Stored dataset items:
________________________

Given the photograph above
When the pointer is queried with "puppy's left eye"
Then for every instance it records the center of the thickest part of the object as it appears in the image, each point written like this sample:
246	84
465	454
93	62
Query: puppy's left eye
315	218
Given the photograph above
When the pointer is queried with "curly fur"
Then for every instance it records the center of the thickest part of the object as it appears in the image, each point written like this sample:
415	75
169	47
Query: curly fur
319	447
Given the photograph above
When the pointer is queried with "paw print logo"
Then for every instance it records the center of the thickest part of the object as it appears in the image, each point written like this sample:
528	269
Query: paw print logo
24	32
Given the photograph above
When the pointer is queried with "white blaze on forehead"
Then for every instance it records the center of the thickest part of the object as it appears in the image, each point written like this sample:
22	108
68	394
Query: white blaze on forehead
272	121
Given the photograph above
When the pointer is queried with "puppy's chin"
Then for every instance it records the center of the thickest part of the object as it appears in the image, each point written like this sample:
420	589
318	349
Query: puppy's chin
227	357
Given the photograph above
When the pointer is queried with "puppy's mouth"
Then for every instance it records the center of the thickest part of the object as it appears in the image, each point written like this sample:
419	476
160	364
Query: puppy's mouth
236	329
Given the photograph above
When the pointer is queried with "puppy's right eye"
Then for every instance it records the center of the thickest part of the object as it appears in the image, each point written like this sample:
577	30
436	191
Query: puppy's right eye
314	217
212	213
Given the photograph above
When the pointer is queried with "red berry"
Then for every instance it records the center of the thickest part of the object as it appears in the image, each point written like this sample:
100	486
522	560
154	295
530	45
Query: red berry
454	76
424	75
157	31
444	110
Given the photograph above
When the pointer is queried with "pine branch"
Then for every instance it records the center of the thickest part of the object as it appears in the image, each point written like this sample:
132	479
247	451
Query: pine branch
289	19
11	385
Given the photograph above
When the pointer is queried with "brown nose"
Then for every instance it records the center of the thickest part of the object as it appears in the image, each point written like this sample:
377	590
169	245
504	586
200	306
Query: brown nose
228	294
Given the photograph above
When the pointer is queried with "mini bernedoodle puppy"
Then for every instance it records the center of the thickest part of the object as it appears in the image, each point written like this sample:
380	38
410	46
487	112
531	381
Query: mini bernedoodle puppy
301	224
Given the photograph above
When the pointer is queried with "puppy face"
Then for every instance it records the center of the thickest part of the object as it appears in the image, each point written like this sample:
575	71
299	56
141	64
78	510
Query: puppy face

________________________

■ OBJECTIVE ■
Write out all the entries exactly.

■ EXERCISE RESULT ■
Given the photograph above
When the pointer is queried with "puppy's left eye"
Then for every instance it records the center of the thickest part of the object as it appears in the image, each point written like this sample:
246	84
465	454
93	62
Query: puppy's left eye
315	218
Given the photograph above
When the pointer is queried with "curly fur"
Then for every instance it records the center of the thickest part of the object as it appears in the image, each point written like this sample:
415	75
169	47
Query: curly fur
319	447
Given the photograph above
When the pointer is queried with "paw print logo"
Then for every instance it records the center of the thickest part of the object as it appears in the image, each point written like this sample:
528	269
Query: paw print logo
24	32
Given the photograph above
When the pointer is queried with "white blaze on forehead"
Then for every instance it records the center of the thickest part of the object as it appears in the image, each point written like this sample:
22	108
68	394
Query: white blaze on forehead
272	121
Given the photograph above
When the pointer is queried with "puppy's chin"
Then for every instance it records the center of the thickest part of the object as it appears in the image, each point written like this sample:
420	589
318	349
Query: puppy's chin
227	357
Given the photograph above
When the pointer is queried with "puppy's mouth"
Then for every instance it records the center of the thickest part of the object as it appears in the image, each point written like this sample:
419	476
160	364
Query: puppy's mouth
236	329
Given the photograph above
When the pointer is queried with "puppy's right eye"
Then for every instance it records the center of the thickest part of the object as it appears in the image, each point written like this sample:
577	30
436	191
Query: puppy's right eye
314	217
212	213
Given the photograph above
When the pointer is queried with "red berry"
Then for every instance it records the center of the thickest part of the object as it appears in the image, each point written like this sample:
100	486
522	560
154	295
530	45
Query: red berry
454	76
424	75
157	31
444	110
Given the photograph above
When the pointer is queried with "pine branch"
Then for every instance it records the center of the thickest part of the object as it appears in the image, each point written like this sample:
132	479
247	451
Query: pine branch
289	19
11	385
Given the photograph above
When the pointer is queried with "brown nose"
Then for every instance it records the center of the thickest part of the object as it appears in the image, each point written like this sample:
377	590
169	245
504	586
200	306
Query: brown nose
228	294
Given the photograph above
When the pointer is queried with "mini bernedoodle puppy"
Then for every instance it records the center of the thickest part of the object as it appears in the image, each point written like this sample:
380	38
410	46
487	112
531	381
Query: mini bernedoodle puppy
301	224
Given the photograph above
When the pointer is queried with "puppy face"
Then for every instance it records the center of the thickest part of the object as it appears in the image, each point written like this sample:
575	71
299	56
141	64
78	510
Query: puppy face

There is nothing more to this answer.